#### RECORDED DATA
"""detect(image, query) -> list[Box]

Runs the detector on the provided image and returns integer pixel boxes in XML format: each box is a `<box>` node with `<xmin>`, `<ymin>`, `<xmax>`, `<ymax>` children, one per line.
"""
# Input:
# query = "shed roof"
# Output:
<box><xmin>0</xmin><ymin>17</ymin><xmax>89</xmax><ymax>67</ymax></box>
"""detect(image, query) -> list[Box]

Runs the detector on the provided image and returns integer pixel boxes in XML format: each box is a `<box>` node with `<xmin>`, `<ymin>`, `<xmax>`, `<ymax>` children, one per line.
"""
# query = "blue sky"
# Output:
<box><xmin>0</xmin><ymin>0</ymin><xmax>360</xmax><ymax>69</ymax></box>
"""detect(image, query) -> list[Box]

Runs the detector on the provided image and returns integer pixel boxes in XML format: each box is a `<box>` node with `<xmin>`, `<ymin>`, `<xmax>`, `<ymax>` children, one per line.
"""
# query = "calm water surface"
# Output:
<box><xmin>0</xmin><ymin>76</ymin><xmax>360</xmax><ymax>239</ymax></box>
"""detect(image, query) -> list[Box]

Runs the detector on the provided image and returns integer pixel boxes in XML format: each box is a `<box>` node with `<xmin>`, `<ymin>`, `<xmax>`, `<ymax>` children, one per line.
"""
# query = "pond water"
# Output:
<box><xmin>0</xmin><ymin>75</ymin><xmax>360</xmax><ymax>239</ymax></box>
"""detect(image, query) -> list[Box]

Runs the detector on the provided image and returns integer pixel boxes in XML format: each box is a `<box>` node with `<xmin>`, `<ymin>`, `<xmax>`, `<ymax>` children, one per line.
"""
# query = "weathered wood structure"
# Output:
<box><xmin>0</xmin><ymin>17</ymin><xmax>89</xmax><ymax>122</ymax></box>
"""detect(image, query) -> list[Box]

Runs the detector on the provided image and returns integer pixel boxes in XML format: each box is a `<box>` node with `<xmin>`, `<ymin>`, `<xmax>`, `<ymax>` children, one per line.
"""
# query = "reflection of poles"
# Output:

#### DIRECTIONS FOR THIS TASK
Return all of the entries word for word.

#### ANSWER FOR THIS EXERCISE
"""detect(image, query) -> list[Box]

Runs the detector on the provided image and returns integer pixel boxes in XML format: each box is a `<box>` node with `<xmin>`, `<ymin>`, `<xmax>`, `<ymax>` children, one per line.
"""
# Input:
# query = "shed roof"
# Output:
<box><xmin>0</xmin><ymin>17</ymin><xmax>89</xmax><ymax>67</ymax></box>
"""detect(image, query) -> list[Box]

Runs the detector on the provided image and returns integer pixel boxes in XML format: each box is a `<box>` node with `<xmin>`, `<ymin>`, `<xmax>`, `<ymax>` children, one per line.
"""
# query = "blue sky"
# Output:
<box><xmin>0</xmin><ymin>0</ymin><xmax>360</xmax><ymax>69</ymax></box>
"""detect(image, query) -> list[Box]

Runs the detector on the provided image and returns integer pixel boxes in XML format: each box is a `<box>` node with `<xmin>`, `<ymin>`, `<xmax>`, `<ymax>` children, one per line.
"""
# query = "calm water surface"
# Output:
<box><xmin>0</xmin><ymin>76</ymin><xmax>360</xmax><ymax>239</ymax></box>
"""detect(image, query) -> list[Box]

Runs the detector on the provided image and returns integer pixel boxes in XML format: each box is a `<box>` node with `<xmin>`, `<ymin>`, `<xmax>`, `<ymax>` children, one per line.
"""
# query = "pond water"
# Output:
<box><xmin>0</xmin><ymin>75</ymin><xmax>360</xmax><ymax>239</ymax></box>
"""detect(image, query) -> list[Box]

Runs the detector on the provided image and returns integer pixel boxes in XML format: each box is a `<box>` node with `<xmin>`, `<ymin>`, `<xmax>`, `<ymax>` children, one per line.
"""
# query = "weathered wood structure"
# Output:
<box><xmin>0</xmin><ymin>17</ymin><xmax>89</xmax><ymax>122</ymax></box>
"""detect(image, query) -> list[Box]

Runs the detector on the provided image and returns integer pixel boxes in XML format: each box is a `<box>` node with `<xmin>`, `<ymin>`, `<xmax>`, `<ymax>` children, one per line.
"""
# query = "reflection of poles"
# Output:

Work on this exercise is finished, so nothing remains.